*What this exercise asks*.
1) In the excerpt on defining the AoC2017.5 program in Joy, what is init-index-and-step-count defined as?
2) Extend the excerpt on defining the AoC2017.5 program in Joy, picking up after its final line.

*Selected excerpt*.
◆ ◆ ◆ ◆ ◆
The first part is obviously ``0 0 roll<``, then ``dup size``:
::
[...] 0 0 roll< dup size
0 0 [...] n
Then:
::
0 0 [...] n [>=] cons [popop] swoncat
So:
::
init-index-and-step-count == 0 0 roll<
prepare-predicate == dup size [>=] cons [popop] swoncat
AoC2017.5.preamble == init-index-and-step-count prepare-predicate
.. code:: ipython2
DefinitionWrapper.add_definitions('''
init-index-and-step-count == 0 0 roll<
prepare-predicate == dup size [>=] cons [popop] swoncat
AoC2017.5.preamble == init-index-and-step-count prepare-predicate
AoC2017.5 == AoC2017.5.preamble [roll< popop] [AoC2017.5.0] primrec
''', D)
.. code:: ipython2
J('[0 3 0 1 -3] AoC2017.5')
◆ ◆ ◆ ◆ ◆
*Given information*.

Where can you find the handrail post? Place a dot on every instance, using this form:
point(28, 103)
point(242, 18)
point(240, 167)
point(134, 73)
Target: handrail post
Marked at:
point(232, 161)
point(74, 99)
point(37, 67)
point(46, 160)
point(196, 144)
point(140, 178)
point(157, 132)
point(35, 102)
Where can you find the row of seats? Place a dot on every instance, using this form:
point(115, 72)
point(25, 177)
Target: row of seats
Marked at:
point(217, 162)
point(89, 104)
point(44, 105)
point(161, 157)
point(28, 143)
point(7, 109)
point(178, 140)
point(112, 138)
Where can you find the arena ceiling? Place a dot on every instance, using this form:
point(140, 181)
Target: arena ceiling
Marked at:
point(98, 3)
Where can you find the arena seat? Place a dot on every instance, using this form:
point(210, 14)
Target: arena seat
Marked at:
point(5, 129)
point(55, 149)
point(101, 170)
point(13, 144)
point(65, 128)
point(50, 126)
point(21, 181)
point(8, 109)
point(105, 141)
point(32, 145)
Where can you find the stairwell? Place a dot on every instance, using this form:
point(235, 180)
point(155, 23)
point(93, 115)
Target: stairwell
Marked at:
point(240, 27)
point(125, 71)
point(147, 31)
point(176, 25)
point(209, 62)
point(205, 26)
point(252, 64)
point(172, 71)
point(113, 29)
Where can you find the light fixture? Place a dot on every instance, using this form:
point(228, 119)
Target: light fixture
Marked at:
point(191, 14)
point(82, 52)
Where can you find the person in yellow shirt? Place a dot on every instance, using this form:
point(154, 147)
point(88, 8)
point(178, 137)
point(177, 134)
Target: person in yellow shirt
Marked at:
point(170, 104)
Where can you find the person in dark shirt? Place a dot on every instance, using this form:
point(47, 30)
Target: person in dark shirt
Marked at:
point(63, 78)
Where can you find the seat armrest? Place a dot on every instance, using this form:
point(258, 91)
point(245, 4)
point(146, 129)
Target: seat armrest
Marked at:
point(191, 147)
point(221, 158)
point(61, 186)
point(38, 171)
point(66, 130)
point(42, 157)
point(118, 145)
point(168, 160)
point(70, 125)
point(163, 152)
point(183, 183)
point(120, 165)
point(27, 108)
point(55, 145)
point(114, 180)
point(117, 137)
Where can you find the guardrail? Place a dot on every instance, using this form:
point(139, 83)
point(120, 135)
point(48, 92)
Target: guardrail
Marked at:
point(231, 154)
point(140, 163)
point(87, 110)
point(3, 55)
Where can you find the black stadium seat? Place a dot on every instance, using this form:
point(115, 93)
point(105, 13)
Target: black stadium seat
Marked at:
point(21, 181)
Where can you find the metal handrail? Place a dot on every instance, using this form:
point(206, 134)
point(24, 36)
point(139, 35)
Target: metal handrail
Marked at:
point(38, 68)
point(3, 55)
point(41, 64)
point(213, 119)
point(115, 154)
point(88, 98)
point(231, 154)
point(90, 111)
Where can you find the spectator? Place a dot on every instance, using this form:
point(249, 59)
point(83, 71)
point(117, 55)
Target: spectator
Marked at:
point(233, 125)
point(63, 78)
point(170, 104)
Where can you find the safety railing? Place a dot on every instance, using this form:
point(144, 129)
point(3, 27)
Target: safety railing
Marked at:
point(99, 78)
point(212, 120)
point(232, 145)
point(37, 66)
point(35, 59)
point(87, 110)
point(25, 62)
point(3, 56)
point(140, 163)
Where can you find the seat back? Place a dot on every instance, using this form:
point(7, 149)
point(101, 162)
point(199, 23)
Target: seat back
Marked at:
◆ ◆ ◆ ◆ ◆
*Expected results*.
1) It is defined as 0 0 roll<.

2)
.. parsed-literal::
5
::
AoC2017.5 == AoC2017.5.preamble [roll< popop] [AoC2017.5.0] primrec
AoC2017.5.0 == get_value incr_value add_value incr_step_count
AoC2017.5.preamble == init-index-and-step-count prepare-predicate
get_value == [roll< at] nullary
incr_value == [[popd incr_at] unary] dip
add_value == [+] cons dipd
incr_step_count == [++] dip
init-index-and-step-count == 0 0 roll<
prepare-predicate == dup size [>=] cons [popop] swoncat
This is by far the largest program I have yet written in Joy. Even with
the ``incr_at`` function it is still a bear. There may be an arrangement
of the parameters that would permit more elegant definitions, but it
still wouldn't be as efficient as something written in assembly, C, or
even Python.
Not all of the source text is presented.